DIRECTION 1: In the mailing-list reply about hobbit alerts, what message appears when no alerts are due?

DOCUMENT SEGMENT:
· · · · · · ·

On Wed, Feb 02, 2005 at 08:56:22AM -0500, Tom Georgoulias wrote:
HOST=$FOUND_SYS MAIL broken at nandomedia.com SERVICE=procs COLOR=red DURATION>5 REPEAT=5
After I add this rule, I restart hobbit. I read on the list that restarting isn't necessary, but it has been my experience that changes made to hobbit-alerts.cfg do not always get put into effect unless hobbit is restarted.
It shouldn't be needed, but it doesn't harm.
2005-02-02 08:11:12 criteriamatch foundry01.nandomedia.com:procs (NULL):(NULL):procs 2005-02-02 08:11:12 failed minduration 0<300
OK
2005-02-02 08:16:12 Got page message from foundry01.nandomedia.com:procs 2005-02-02 08:16:12 0 alerts to go
And this looks suspicious.
What's supposed to happen is that after the alert is first reported to the hobbitd_alert module, this module is supposed to keep track of when the next alert is due (the REPEAT interval comes into play here), and if no alerts are due then you get the "0 alerts to go" message.
So something messes up the timekeeping, and we never get around to testing if the DURATION triggers after the first attempt.
[after looking over the code for 10 minutes]
I think I've got it, but there's been quite a few changes to various bits so I dont want to send one-line fixes now. I'll come up with a proper full package, which will also include fixes for many of the other bugs that have been reported for beta6.
Henrik

· · · · · · ·

DIRECTION 2: Find every line in the records below that contains the string "vertical" and copy each one. Case counts.

STORED ROWS:
· · · · · · ·

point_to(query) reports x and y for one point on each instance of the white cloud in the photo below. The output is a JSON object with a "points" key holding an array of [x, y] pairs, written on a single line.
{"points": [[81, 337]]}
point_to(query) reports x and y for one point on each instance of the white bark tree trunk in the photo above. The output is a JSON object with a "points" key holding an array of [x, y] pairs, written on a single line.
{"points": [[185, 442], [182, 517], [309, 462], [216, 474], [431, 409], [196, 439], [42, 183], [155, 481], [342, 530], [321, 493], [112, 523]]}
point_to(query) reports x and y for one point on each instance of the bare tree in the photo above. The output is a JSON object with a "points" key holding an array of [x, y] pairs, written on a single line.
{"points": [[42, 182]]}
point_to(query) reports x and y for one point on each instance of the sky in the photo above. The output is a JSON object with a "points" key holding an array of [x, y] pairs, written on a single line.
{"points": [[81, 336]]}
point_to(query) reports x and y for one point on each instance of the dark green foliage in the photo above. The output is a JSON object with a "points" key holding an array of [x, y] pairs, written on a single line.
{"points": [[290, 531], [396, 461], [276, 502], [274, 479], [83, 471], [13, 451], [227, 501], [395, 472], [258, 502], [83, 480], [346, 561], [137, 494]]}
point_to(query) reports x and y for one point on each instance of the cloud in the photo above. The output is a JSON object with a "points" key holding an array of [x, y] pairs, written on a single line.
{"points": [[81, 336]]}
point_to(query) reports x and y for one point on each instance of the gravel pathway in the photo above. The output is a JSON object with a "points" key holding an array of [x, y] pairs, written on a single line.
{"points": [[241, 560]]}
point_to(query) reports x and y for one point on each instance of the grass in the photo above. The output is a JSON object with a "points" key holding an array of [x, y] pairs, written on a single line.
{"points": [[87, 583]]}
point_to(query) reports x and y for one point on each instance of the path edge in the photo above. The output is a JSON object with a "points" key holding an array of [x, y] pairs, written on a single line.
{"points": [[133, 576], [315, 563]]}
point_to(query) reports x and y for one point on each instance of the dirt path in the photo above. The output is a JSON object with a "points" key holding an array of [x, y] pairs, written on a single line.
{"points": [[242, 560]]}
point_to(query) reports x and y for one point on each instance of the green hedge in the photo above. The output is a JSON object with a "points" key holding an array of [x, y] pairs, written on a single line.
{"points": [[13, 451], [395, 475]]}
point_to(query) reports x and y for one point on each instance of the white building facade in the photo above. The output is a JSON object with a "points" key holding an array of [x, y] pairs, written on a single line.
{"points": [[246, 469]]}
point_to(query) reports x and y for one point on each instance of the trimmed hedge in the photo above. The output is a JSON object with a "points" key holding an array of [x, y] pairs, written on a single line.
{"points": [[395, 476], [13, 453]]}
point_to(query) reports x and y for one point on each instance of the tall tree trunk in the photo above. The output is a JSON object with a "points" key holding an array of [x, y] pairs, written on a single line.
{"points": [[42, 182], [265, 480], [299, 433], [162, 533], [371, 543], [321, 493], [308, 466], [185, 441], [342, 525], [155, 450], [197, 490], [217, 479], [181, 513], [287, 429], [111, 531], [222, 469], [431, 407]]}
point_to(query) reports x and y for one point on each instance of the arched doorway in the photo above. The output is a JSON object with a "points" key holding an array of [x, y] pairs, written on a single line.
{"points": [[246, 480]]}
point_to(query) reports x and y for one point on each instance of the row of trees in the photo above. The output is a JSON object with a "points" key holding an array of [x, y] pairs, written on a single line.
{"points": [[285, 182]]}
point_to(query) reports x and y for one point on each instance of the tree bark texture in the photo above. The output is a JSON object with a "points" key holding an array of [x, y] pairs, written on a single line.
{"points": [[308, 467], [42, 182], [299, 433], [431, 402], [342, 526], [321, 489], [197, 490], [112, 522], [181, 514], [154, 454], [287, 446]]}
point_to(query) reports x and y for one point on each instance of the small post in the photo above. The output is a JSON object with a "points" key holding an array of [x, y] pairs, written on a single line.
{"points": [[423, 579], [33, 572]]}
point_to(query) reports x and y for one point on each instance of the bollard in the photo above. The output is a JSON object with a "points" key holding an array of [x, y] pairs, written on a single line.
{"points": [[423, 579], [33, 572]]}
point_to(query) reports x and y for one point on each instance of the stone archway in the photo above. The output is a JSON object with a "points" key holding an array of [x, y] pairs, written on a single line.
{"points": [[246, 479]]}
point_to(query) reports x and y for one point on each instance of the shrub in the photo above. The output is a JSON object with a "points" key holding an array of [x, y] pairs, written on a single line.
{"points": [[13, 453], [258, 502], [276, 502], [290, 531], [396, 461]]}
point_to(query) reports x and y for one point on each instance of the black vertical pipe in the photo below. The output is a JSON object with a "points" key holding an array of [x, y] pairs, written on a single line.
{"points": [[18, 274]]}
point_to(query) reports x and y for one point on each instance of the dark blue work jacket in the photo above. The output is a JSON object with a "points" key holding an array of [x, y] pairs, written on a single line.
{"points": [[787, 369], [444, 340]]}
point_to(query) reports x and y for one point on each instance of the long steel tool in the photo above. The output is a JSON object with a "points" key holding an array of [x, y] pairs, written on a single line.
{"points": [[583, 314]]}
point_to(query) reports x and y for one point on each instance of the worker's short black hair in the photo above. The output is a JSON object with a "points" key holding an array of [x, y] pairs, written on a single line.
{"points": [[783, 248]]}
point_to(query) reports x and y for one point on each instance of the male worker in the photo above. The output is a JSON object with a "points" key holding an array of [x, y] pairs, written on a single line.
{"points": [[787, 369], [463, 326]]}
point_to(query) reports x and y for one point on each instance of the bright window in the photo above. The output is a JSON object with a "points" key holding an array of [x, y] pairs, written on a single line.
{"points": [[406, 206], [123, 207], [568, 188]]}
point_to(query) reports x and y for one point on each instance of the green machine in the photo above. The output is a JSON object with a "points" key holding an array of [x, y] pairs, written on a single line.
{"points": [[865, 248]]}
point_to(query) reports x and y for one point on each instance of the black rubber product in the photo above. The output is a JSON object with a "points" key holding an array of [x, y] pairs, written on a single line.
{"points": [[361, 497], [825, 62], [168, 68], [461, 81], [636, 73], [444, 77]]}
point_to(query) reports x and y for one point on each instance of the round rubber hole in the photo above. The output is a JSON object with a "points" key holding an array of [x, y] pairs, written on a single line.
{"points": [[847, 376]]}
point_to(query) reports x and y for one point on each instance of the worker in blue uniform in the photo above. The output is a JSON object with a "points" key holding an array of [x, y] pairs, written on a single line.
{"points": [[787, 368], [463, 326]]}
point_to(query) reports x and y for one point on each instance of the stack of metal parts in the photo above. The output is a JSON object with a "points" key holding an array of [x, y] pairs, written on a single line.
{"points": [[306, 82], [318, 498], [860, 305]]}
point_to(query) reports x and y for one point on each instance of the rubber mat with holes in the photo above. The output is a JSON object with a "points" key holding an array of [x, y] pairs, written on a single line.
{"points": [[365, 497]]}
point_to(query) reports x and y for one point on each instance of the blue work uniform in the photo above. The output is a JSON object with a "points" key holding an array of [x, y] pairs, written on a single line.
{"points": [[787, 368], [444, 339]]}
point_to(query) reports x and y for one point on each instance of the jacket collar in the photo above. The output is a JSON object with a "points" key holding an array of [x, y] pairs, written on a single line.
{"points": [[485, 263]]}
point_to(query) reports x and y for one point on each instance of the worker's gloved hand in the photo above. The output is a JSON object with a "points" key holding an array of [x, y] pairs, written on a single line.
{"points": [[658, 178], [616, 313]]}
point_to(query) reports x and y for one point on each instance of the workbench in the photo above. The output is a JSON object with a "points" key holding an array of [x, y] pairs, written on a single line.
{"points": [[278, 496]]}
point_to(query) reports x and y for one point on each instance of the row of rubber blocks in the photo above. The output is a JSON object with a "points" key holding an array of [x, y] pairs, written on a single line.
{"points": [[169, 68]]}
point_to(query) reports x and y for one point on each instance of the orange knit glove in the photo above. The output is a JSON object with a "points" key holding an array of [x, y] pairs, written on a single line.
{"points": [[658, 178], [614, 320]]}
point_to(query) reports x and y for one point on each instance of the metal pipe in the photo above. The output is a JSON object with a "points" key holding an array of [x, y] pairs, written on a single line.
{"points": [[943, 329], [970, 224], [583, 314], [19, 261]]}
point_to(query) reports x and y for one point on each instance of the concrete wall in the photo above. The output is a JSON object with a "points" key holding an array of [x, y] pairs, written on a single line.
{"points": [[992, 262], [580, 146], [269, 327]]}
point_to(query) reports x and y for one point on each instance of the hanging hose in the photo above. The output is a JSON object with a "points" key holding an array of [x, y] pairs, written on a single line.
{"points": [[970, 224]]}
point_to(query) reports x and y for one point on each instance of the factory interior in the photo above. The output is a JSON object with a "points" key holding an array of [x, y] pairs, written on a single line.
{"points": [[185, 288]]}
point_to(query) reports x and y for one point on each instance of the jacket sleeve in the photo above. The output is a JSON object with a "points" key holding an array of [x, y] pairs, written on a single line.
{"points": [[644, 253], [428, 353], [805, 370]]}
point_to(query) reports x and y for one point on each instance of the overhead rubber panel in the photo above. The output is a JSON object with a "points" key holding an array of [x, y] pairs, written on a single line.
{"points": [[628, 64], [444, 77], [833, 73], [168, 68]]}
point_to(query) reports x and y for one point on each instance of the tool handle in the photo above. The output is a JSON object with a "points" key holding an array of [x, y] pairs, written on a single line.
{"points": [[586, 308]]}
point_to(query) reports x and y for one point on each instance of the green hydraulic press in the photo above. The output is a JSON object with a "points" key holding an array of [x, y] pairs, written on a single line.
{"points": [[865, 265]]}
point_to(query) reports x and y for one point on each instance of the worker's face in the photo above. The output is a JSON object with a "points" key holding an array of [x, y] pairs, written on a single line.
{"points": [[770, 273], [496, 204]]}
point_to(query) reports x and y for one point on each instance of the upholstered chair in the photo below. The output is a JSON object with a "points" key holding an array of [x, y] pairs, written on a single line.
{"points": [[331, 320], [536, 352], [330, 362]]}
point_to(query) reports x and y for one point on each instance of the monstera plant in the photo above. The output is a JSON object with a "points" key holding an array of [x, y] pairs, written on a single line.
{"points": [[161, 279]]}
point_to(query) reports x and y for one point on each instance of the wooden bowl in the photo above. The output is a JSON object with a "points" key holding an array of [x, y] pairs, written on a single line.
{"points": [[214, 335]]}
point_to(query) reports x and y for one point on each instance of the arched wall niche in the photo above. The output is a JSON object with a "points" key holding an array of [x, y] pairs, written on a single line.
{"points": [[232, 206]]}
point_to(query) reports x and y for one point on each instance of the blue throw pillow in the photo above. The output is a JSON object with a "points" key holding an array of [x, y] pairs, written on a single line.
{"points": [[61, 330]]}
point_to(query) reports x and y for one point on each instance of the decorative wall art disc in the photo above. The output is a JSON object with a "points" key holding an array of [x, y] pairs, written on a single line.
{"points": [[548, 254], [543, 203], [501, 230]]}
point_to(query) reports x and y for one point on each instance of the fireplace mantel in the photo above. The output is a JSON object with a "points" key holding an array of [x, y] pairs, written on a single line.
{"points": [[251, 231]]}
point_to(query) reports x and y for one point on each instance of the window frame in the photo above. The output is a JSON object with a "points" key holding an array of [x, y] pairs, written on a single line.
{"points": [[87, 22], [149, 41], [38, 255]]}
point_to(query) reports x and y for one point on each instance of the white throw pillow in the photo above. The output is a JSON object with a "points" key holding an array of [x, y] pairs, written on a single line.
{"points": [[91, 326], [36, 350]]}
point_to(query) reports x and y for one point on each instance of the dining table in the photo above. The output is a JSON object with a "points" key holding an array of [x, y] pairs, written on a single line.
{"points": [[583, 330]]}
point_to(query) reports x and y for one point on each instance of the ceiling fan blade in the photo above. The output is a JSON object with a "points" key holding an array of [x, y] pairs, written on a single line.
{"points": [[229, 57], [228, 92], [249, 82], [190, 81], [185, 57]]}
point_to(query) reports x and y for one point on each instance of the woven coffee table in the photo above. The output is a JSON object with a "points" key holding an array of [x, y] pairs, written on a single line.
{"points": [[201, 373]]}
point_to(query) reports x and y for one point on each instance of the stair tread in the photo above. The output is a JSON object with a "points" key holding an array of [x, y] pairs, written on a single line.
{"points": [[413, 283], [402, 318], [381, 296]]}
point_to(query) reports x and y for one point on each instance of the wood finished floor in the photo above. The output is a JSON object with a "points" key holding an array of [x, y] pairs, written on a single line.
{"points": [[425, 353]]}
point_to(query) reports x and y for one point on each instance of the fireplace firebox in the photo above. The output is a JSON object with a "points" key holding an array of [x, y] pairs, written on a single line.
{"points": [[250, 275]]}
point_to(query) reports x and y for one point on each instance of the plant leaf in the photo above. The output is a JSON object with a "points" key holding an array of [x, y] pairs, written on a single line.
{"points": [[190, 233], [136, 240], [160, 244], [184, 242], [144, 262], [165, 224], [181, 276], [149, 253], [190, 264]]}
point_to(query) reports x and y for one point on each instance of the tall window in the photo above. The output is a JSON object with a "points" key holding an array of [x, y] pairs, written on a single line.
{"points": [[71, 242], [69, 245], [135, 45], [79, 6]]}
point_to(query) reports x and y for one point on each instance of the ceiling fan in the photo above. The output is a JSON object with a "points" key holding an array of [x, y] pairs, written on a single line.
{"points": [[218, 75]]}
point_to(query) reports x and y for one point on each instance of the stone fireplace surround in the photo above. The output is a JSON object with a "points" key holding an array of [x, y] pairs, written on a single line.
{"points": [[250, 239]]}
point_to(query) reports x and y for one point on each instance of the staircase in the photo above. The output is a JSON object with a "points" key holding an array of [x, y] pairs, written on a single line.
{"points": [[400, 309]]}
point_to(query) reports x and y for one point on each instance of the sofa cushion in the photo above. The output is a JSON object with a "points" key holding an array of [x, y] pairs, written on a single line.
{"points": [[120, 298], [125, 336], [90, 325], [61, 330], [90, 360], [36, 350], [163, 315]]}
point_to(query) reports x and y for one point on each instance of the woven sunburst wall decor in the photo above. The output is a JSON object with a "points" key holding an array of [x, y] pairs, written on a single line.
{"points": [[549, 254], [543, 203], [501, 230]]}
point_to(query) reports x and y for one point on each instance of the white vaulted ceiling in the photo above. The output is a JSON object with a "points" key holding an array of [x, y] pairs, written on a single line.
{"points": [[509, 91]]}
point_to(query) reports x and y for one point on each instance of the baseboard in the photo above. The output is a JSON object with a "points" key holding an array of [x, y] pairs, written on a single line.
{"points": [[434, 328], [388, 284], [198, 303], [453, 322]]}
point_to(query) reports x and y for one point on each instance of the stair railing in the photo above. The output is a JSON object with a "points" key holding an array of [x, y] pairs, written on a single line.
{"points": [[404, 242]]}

· · · · · · ·

TASK RESULT 1: The "0 alerts to go" message.

TASK RESULT 2:
point_to(query) reports x and y for one point on each instance of the black vertical pipe in the photo below. The output is a JSON object with a "points" key holding an array of [x, y] pairs, written on a single line.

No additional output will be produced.